[Region annotation entries]
+---+

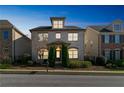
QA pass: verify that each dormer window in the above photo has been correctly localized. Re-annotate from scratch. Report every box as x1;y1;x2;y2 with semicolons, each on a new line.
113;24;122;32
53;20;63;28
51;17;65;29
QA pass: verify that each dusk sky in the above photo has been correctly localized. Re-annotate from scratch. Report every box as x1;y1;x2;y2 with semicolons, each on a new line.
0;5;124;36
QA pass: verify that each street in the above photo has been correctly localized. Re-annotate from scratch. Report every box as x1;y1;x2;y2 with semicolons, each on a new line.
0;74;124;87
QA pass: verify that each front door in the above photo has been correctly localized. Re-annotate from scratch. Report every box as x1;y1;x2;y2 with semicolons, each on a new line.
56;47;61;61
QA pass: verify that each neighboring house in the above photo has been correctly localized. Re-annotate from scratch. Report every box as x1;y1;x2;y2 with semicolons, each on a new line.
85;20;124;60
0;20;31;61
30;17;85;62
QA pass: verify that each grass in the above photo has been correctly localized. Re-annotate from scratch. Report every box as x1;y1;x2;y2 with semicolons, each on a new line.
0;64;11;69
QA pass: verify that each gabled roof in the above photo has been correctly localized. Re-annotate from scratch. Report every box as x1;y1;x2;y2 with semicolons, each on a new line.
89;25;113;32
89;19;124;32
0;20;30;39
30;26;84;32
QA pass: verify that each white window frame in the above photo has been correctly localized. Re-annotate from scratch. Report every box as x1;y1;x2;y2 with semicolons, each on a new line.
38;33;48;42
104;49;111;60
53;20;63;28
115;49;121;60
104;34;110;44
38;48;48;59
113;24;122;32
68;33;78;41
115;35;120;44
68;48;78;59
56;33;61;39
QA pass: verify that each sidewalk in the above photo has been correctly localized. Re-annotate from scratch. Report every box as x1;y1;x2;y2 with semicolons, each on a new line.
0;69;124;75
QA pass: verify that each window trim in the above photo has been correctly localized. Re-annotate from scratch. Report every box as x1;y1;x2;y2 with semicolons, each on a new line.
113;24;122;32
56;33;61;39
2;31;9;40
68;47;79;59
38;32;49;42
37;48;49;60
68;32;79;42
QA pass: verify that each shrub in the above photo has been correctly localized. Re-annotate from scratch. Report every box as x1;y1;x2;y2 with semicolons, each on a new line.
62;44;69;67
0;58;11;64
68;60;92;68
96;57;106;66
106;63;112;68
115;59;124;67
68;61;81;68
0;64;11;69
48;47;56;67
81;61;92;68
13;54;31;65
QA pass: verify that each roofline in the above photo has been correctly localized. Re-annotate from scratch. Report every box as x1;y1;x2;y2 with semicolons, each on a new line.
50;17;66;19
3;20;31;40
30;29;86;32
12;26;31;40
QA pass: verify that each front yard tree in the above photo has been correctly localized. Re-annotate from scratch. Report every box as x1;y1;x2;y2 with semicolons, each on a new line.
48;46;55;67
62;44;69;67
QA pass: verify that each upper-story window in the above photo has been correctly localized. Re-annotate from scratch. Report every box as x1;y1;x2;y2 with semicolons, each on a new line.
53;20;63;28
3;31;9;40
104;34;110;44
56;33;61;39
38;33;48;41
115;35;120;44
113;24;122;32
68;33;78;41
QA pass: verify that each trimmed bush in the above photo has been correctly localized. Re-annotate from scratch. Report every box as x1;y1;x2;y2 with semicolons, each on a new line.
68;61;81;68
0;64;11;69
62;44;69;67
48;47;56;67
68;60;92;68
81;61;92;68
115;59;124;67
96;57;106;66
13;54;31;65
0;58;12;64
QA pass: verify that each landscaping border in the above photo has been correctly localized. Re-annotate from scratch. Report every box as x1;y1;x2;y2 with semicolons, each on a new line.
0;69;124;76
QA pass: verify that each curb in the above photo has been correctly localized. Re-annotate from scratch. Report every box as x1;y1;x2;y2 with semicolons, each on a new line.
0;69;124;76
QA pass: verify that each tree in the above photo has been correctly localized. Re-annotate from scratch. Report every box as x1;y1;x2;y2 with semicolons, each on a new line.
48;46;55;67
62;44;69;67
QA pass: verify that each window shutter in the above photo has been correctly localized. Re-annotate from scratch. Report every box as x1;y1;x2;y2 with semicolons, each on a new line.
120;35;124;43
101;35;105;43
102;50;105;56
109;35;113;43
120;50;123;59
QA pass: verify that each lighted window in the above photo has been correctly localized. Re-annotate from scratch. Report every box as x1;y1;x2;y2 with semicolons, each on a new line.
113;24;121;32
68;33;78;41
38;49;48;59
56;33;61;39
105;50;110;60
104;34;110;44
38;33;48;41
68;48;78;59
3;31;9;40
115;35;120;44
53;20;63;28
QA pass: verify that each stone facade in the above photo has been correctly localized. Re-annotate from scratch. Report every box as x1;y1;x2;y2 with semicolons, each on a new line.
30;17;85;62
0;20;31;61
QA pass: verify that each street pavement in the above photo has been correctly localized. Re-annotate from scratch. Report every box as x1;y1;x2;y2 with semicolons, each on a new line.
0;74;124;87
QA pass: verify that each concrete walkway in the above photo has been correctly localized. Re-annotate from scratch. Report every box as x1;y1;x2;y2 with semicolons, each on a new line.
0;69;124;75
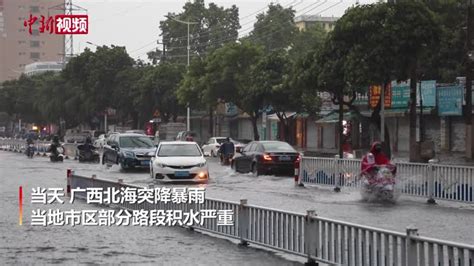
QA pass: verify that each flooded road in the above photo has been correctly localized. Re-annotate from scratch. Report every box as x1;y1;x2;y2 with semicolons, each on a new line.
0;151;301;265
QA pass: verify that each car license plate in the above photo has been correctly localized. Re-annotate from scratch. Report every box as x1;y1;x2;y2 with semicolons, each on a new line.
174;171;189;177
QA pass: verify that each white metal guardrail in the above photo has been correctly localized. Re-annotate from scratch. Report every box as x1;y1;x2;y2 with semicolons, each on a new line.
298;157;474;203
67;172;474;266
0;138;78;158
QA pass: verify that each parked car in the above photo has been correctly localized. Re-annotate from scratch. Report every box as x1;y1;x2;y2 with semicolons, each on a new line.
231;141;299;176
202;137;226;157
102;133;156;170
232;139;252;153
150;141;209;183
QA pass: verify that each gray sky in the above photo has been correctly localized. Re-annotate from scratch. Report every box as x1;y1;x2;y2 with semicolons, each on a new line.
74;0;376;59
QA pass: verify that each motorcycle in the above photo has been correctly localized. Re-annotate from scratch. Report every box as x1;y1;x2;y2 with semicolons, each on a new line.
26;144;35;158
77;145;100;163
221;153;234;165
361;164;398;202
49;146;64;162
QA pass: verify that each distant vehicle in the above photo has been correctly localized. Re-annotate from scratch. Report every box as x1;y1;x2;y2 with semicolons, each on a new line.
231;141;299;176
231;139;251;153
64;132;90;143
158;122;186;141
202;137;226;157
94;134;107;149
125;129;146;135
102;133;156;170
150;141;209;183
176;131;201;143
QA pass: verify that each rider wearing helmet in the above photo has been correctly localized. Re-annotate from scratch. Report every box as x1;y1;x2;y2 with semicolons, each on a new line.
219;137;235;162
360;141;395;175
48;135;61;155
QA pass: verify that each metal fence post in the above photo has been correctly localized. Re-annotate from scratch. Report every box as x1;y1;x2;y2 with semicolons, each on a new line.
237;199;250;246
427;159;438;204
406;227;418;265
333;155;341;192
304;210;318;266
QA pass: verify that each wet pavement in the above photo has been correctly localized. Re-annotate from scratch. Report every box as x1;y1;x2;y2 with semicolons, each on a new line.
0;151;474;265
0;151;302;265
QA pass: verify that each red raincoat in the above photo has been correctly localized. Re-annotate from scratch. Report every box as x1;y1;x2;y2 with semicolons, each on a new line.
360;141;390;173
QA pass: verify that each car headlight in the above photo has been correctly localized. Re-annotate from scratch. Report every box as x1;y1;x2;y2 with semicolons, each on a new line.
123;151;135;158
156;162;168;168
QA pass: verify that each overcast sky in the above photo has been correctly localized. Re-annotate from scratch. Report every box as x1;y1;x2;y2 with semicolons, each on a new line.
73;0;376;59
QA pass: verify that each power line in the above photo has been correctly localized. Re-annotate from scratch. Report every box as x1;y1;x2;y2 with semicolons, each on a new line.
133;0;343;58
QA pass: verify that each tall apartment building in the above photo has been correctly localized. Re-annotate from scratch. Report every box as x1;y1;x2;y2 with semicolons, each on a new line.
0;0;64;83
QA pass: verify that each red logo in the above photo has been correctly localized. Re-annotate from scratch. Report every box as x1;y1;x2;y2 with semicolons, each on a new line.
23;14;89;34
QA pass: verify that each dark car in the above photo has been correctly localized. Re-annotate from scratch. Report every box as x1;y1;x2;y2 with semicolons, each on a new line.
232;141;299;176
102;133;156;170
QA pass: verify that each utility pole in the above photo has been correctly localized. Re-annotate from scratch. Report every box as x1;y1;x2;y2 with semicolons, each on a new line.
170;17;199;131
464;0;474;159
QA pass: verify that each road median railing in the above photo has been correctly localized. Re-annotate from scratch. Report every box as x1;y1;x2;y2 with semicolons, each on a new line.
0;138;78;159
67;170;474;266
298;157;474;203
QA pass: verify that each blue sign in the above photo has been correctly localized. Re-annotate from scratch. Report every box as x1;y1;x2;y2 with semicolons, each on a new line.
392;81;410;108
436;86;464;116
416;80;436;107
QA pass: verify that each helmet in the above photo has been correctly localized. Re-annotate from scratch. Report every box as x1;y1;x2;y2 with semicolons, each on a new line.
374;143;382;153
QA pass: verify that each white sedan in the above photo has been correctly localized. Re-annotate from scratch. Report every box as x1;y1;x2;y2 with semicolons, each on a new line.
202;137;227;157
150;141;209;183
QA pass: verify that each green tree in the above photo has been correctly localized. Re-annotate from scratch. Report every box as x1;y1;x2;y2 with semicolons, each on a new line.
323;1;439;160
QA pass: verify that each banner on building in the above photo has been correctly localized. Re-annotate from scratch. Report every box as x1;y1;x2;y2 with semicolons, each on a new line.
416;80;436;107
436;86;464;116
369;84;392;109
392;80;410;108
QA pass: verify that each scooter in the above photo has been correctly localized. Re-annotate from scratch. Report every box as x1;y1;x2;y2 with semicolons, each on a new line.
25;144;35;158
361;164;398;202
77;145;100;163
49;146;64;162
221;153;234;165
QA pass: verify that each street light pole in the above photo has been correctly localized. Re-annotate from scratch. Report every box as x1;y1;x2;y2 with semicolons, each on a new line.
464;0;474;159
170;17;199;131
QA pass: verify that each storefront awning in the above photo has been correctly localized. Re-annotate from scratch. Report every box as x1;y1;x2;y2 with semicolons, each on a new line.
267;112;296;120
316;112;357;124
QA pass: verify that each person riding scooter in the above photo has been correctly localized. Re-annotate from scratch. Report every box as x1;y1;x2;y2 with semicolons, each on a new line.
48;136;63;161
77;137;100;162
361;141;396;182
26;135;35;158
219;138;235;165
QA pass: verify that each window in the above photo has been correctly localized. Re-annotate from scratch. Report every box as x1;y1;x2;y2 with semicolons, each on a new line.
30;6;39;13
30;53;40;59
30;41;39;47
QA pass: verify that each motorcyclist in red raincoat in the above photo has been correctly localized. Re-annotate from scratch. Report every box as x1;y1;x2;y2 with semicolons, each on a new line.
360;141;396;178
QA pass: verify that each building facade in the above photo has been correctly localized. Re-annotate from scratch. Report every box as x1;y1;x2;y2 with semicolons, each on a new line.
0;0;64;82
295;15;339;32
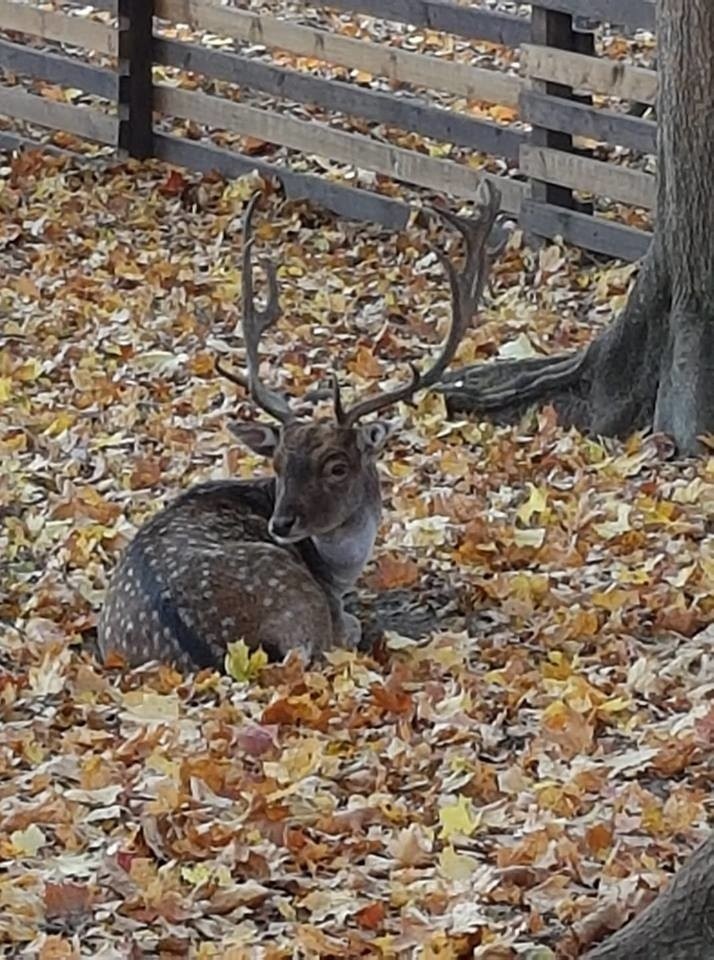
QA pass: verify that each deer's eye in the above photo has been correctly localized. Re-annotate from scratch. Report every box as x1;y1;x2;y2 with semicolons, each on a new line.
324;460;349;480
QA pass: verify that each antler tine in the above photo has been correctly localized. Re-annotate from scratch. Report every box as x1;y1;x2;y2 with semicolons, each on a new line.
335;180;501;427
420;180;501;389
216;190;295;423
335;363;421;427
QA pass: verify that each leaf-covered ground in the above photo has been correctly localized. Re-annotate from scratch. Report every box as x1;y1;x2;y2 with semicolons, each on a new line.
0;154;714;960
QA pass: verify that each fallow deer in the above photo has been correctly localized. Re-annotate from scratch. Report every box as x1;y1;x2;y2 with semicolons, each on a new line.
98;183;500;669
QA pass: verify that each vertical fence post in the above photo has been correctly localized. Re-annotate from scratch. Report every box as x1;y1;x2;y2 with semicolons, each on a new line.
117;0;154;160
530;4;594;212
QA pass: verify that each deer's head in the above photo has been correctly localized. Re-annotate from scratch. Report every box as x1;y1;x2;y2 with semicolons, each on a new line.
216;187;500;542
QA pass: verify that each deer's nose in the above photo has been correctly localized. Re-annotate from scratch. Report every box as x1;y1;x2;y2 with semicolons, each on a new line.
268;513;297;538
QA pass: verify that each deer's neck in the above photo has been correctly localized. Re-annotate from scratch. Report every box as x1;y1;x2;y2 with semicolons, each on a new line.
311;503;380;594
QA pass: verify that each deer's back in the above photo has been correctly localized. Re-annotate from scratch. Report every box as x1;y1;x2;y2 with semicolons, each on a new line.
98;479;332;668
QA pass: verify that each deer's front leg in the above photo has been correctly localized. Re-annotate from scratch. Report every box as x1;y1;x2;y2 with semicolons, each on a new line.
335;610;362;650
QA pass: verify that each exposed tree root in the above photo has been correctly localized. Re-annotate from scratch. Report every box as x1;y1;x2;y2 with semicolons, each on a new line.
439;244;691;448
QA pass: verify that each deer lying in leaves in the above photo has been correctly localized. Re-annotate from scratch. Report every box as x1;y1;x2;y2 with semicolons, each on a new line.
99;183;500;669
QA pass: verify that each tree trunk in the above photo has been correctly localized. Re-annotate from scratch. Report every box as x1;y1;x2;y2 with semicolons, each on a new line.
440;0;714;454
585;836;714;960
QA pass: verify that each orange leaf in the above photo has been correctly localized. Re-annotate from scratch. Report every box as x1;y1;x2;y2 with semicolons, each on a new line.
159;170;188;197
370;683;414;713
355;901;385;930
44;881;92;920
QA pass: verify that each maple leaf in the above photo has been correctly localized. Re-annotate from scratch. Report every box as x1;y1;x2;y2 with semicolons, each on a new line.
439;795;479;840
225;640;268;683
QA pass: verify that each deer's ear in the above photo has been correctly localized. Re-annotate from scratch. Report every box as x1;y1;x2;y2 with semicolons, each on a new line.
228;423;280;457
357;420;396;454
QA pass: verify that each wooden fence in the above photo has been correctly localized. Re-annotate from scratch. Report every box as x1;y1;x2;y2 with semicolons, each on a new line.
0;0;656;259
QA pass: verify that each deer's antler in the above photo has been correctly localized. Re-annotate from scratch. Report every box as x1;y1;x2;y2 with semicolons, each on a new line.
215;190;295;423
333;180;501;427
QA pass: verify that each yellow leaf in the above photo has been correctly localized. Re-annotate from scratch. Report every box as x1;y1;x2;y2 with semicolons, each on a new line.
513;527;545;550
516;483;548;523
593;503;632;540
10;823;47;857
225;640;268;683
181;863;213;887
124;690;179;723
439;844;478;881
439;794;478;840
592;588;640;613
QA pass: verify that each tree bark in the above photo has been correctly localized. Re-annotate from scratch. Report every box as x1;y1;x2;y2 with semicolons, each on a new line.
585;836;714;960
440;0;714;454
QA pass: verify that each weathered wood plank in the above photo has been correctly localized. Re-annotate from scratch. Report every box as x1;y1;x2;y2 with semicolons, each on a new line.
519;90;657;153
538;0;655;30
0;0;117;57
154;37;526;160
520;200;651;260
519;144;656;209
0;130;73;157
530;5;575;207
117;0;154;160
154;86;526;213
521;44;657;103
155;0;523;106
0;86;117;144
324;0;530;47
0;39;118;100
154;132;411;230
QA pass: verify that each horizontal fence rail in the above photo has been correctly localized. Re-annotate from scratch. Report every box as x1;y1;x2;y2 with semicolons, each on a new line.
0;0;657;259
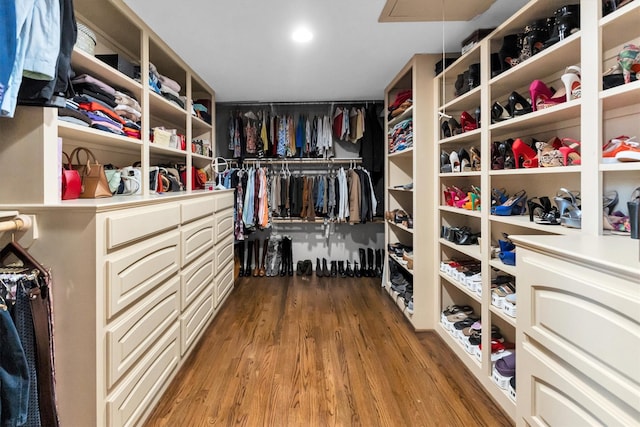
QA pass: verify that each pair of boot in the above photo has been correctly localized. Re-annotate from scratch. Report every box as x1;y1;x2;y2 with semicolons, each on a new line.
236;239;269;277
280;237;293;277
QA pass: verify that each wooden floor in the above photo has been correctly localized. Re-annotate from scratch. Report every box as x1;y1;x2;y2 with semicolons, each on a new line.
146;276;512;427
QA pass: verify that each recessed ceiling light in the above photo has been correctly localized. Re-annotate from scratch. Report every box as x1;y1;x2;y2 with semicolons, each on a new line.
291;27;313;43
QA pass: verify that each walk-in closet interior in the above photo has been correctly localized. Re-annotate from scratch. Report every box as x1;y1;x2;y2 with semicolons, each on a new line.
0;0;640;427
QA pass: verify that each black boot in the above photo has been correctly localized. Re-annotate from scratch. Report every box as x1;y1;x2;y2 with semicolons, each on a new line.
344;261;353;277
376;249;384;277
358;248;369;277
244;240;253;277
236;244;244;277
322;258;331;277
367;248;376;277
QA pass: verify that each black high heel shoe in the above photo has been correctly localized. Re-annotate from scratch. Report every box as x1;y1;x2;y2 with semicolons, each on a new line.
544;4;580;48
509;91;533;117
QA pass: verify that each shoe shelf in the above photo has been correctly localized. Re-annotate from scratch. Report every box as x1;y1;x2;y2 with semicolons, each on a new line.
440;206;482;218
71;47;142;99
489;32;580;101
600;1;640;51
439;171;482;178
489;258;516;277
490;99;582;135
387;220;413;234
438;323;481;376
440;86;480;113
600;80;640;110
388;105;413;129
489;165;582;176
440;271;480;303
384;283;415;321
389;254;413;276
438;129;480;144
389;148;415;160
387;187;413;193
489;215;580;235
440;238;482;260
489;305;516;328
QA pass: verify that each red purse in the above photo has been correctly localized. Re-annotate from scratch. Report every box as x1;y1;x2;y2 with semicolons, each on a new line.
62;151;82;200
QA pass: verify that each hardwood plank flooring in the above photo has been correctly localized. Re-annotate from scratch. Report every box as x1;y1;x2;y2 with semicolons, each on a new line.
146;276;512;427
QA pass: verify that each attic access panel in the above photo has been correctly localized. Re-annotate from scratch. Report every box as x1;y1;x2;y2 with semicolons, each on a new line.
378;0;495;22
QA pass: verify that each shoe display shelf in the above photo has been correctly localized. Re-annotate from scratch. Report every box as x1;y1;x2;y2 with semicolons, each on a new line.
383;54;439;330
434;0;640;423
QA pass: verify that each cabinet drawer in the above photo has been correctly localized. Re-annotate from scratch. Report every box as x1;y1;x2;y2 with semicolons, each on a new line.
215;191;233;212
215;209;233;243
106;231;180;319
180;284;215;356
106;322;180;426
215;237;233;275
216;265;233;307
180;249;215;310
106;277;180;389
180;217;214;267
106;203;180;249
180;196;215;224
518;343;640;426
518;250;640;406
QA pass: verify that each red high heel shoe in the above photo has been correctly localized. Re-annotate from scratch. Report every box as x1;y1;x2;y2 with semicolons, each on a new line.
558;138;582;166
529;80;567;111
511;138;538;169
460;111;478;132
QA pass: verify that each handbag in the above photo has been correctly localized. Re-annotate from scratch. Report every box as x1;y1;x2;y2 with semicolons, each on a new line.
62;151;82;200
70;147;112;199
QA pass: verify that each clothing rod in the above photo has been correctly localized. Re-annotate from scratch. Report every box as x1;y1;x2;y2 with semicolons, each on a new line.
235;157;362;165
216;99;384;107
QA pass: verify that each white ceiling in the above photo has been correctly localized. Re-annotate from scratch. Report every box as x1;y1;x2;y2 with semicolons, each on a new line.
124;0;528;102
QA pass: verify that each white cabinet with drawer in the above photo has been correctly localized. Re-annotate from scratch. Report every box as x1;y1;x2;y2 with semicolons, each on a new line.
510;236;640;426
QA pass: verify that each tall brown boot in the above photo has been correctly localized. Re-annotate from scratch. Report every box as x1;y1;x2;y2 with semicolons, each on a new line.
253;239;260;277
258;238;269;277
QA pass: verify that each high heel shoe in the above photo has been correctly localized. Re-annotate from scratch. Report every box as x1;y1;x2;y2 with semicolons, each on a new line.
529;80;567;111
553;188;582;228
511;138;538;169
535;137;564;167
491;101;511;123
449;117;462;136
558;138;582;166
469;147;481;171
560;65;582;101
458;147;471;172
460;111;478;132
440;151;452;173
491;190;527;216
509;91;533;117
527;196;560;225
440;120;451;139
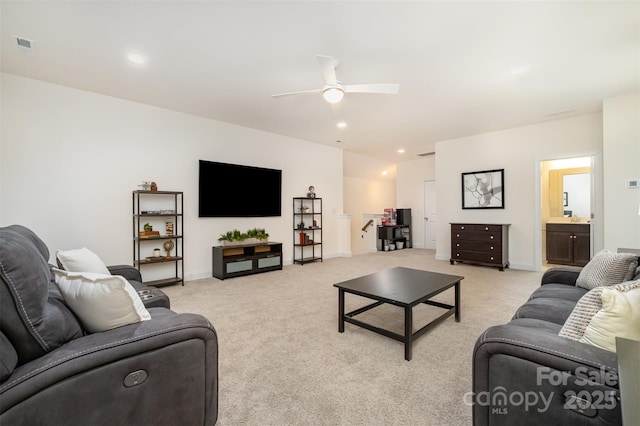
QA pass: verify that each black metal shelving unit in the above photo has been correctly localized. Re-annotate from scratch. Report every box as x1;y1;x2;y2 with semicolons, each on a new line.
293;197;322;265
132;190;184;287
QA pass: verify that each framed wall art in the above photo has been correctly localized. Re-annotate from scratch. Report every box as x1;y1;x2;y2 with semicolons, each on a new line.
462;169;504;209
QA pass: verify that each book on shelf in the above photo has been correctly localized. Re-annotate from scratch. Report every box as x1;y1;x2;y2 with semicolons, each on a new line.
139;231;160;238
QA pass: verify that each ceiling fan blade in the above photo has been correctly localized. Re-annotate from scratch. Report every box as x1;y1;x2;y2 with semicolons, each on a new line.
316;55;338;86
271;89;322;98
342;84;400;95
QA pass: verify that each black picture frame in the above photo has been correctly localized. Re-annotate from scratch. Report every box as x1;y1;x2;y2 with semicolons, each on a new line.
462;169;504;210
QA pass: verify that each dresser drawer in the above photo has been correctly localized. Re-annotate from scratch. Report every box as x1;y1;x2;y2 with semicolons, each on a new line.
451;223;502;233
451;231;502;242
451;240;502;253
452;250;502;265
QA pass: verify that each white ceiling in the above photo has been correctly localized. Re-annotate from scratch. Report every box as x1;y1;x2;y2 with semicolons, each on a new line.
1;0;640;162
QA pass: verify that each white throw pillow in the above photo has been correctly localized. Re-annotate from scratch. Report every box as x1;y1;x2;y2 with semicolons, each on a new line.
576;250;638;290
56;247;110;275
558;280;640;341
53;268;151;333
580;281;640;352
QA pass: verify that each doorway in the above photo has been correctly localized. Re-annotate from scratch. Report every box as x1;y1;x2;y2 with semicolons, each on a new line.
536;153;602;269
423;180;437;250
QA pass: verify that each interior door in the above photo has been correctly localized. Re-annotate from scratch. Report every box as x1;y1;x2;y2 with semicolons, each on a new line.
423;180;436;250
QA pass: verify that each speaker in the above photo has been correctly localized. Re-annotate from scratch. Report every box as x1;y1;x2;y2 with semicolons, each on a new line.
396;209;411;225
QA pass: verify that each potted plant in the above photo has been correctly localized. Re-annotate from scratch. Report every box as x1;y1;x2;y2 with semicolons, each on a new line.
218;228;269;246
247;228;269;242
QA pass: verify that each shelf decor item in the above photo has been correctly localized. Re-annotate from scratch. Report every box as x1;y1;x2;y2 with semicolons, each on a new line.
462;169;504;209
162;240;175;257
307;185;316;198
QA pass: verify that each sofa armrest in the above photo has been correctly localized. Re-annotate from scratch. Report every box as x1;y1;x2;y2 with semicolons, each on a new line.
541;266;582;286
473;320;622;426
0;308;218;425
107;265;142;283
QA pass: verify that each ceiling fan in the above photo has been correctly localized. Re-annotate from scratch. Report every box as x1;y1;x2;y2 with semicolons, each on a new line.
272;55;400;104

+---+

* **Problem statement**
Extract the lines above starting at the one containing "QA pass: verify that each deer's head" and ending at the one containing "311;503;380;594", both included, and copy them out exactly.

* **Response below**
QA pass: verify that each deer's head in the above photo has been correctly localized. Re-annotate from scratch. Report every box as x1;y1;x2;y2 with semicolons, each on a new line.
216;187;500;542
QA pass: verify that each deer's nose in the above photo has been correctly localized. Re-annotate from scratch. Report every box as x1;y1;x2;y2 with semicolons, each on a new line.
268;513;297;538
QA pass: verify that each deer's neck in the above photo has been correctly localized. Re-annotate from scratch. Report every box as x1;y1;x2;y2 with semicolons, each on a new line.
311;503;380;594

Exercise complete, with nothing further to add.